===== PROVIDED MATERIAL

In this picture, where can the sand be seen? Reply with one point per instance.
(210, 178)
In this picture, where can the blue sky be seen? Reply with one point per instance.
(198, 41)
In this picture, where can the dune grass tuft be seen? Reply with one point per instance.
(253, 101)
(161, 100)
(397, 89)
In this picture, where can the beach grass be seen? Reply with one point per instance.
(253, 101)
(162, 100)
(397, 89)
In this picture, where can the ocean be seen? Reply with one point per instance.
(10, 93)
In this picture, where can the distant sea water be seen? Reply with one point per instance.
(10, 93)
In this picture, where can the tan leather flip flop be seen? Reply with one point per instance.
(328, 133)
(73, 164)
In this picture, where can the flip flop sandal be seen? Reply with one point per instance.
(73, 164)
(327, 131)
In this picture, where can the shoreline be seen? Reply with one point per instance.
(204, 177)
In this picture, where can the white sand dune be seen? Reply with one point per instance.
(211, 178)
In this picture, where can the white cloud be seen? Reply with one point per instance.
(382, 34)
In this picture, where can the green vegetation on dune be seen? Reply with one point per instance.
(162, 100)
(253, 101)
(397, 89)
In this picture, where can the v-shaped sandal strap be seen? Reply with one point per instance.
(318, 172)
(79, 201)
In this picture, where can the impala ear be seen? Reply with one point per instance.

==========
===== PROVIDED MATERIAL

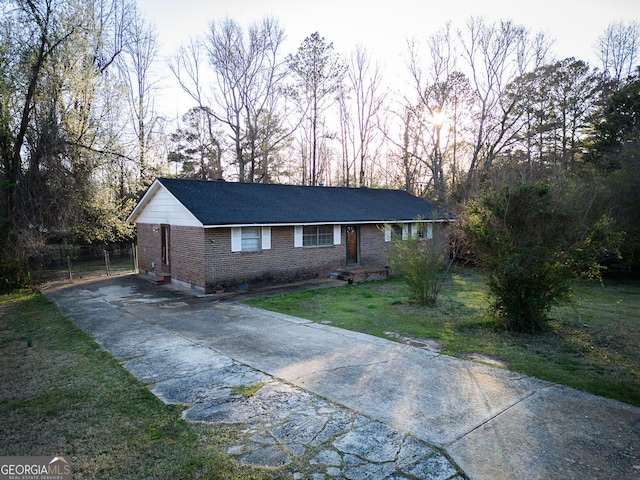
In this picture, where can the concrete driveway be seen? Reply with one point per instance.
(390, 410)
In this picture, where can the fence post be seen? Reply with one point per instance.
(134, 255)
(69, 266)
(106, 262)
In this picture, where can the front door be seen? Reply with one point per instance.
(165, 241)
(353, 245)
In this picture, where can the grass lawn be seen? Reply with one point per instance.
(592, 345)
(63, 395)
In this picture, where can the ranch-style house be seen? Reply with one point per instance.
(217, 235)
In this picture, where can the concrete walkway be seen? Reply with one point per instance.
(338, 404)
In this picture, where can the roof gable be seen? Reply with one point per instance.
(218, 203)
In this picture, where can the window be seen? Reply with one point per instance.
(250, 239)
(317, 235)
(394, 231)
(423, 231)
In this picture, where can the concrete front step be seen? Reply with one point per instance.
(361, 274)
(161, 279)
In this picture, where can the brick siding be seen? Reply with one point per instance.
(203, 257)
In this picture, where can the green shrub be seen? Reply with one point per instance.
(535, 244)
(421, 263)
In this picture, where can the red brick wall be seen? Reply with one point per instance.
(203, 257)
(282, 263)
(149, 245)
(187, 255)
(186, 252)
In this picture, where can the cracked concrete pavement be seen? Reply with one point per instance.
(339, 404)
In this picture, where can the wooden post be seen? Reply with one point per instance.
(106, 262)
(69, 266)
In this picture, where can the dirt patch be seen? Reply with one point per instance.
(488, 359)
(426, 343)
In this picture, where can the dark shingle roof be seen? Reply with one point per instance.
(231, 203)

==========
===== PROVIDED MATERIAL

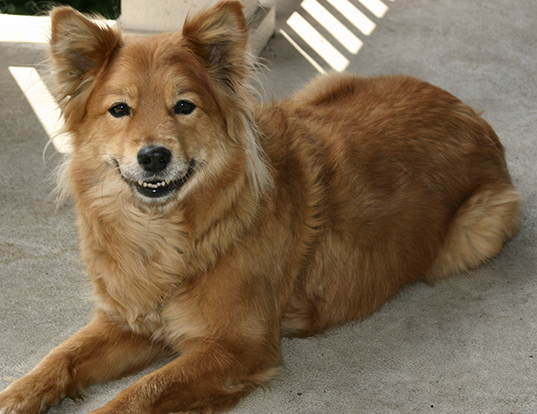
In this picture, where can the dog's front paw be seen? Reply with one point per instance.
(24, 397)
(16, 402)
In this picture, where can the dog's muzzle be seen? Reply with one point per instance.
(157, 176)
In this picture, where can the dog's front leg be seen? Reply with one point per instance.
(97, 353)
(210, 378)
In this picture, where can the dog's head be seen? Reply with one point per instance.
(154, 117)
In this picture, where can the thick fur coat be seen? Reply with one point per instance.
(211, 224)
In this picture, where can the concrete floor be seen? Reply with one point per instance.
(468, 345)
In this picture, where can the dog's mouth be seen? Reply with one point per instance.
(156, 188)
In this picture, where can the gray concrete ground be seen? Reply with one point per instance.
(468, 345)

==========

Pull out every row that contains the string "flip", copying each one in full.

In this picture, where can the tan leather flip flop be seen? Reply with one point per instance.
In this picture, where can the flip flop sandal be seen? Reply with one point per instance.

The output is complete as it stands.